■ Source records ■
● ● ● ● ● ● ●
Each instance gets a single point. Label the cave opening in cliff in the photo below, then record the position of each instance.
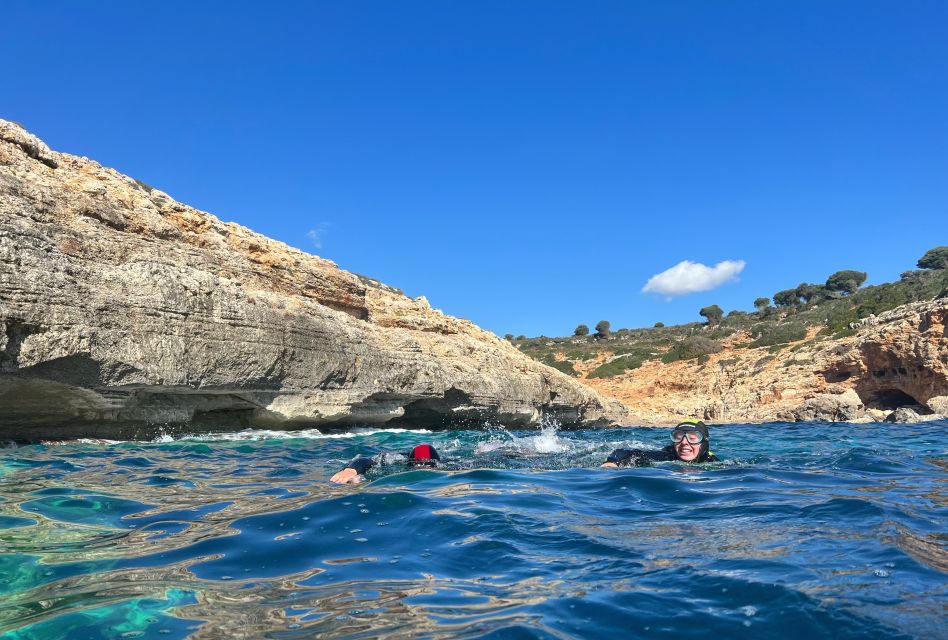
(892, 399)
● ● ● ● ● ● ●
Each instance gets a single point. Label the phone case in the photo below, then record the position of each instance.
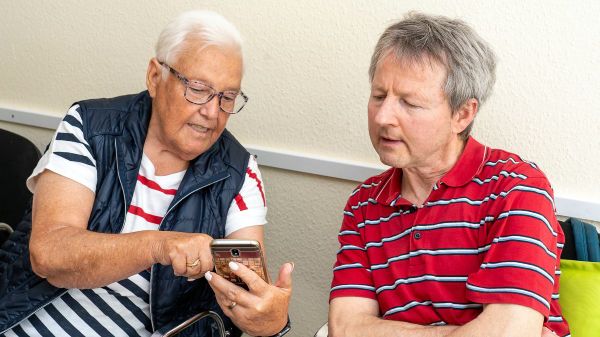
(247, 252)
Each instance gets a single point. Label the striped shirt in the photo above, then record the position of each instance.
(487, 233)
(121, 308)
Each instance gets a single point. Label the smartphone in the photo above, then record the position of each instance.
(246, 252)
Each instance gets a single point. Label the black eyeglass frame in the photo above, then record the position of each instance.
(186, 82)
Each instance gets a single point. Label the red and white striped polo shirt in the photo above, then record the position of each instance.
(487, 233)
● ● ● ● ● ● ●
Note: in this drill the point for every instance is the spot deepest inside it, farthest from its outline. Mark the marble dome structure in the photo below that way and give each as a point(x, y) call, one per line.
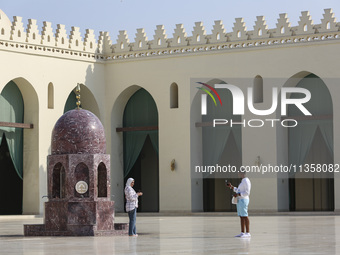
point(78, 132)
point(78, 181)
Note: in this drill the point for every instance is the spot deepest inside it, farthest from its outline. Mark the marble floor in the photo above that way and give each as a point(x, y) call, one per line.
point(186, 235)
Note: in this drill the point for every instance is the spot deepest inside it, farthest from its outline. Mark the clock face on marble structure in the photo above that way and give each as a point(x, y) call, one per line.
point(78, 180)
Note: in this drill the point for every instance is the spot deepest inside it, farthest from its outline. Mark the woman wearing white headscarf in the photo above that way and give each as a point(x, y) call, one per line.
● ● ● ● ● ● ●
■ To do ■
Starting with the line that has "the marble dome" and ending with the line that has "Mark the woman", repeat the lines above exactly, omitting every picture.

■ Result of this task ■
Note: in this drill the point for every instance is the spot deepest inside it, farthest from its outline. Mark the marble dome structure in the photo below that way and give each as a point(x, y) call, one per line.
point(78, 132)
point(78, 181)
Note: in this drill the point for every instance is the spot deepest inside it, farthest from its outline. Mark the marble floor in the photo above that way and give each as a point(x, y) call, one per line.
point(186, 235)
Note: in this drill the point for every instance is the spot deepest inside it, farthest from its outline. Mark the clock face on marble structure in the photo above that way and give each as a point(x, y) call, one per line.
point(78, 180)
Note: in this drill the point for every instance is the spot deepest inside it, farthest from its outline. Mark the woman wearing white headscarf in the photo above that way and give each as a point(x, y) call, one per line.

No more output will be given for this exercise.